§ Directive:
Could you rewrite the listing below with every "Target" changed to "Object", leaving everything else unchanged and the pictures out of your answer?

Location annotation dataset excerpts:
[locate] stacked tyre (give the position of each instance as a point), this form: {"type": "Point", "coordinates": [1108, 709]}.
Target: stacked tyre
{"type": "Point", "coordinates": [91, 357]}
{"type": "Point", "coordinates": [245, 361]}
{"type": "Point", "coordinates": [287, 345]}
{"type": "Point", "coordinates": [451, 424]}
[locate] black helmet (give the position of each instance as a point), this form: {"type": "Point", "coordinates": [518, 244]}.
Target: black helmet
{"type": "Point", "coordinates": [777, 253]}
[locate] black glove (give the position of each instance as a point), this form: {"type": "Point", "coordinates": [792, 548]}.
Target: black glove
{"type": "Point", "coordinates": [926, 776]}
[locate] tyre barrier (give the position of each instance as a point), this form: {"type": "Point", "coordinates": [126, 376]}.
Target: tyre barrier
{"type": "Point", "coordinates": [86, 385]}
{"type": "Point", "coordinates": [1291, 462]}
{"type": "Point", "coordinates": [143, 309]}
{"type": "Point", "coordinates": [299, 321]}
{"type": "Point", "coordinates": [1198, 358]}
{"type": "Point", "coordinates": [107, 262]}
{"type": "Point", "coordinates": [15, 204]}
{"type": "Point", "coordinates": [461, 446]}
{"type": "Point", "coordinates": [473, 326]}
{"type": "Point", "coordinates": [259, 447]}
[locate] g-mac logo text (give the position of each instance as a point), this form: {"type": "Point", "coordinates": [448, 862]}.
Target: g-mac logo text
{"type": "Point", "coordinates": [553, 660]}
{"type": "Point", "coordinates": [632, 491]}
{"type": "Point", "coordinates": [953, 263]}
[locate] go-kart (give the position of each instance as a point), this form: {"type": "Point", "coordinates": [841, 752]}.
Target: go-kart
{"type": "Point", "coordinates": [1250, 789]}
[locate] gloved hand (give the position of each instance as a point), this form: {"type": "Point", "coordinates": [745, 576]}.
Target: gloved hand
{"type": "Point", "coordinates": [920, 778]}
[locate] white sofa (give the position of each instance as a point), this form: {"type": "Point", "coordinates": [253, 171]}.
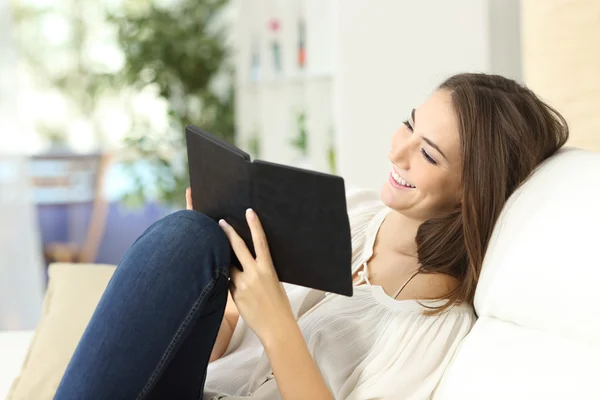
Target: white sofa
{"type": "Point", "coordinates": [538, 333]}
{"type": "Point", "coordinates": [538, 299]}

§ Solution to this task:
[locate] stacked tyre (give the position of each instance as a point), this form: {"type": "Point", "coordinates": [1108, 709]}.
Object: stacked tyre
{"type": "Point", "coordinates": [91, 357]}
{"type": "Point", "coordinates": [245, 361]}
{"type": "Point", "coordinates": [287, 345]}
{"type": "Point", "coordinates": [451, 424]}
[locate] black helmet (give the position of each instance as a point), this form: {"type": "Point", "coordinates": [518, 244]}.
Object: black helmet
{"type": "Point", "coordinates": [777, 253]}
[locate] black glove (give the position of each instance as a point), this form: {"type": "Point", "coordinates": [792, 548]}.
Object: black glove
{"type": "Point", "coordinates": [926, 776]}
[locate] tyre barrier (give the position of each instance as a point), this form: {"type": "Point", "coordinates": [126, 376]}.
Object: tyre barrier
{"type": "Point", "coordinates": [86, 385]}
{"type": "Point", "coordinates": [1291, 462]}
{"type": "Point", "coordinates": [143, 309]}
{"type": "Point", "coordinates": [299, 321]}
{"type": "Point", "coordinates": [1198, 358]}
{"type": "Point", "coordinates": [107, 262]}
{"type": "Point", "coordinates": [15, 204]}
{"type": "Point", "coordinates": [461, 446]}
{"type": "Point", "coordinates": [473, 326]}
{"type": "Point", "coordinates": [259, 447]}
[locate] g-mac logo text (give the position of each instance as a point), this form: {"type": "Point", "coordinates": [448, 862]}.
Object: g-mac logo text
{"type": "Point", "coordinates": [553, 660]}
{"type": "Point", "coordinates": [632, 491]}
{"type": "Point", "coordinates": [953, 263]}
[locate] go-kart (give the position of each instance as a point), this form: {"type": "Point", "coordinates": [841, 752]}.
Object: go-kart
{"type": "Point", "coordinates": [1250, 789]}
[locate] gloved hand (give the position of each instance as a point), this form: {"type": "Point", "coordinates": [745, 576]}.
Object: gloved hand
{"type": "Point", "coordinates": [920, 778]}
[locate] white sofa (give the position of each instance as a point), this form: {"type": "Point", "coordinates": [253, 171]}.
Object: white sofa
{"type": "Point", "coordinates": [538, 333]}
{"type": "Point", "coordinates": [538, 299]}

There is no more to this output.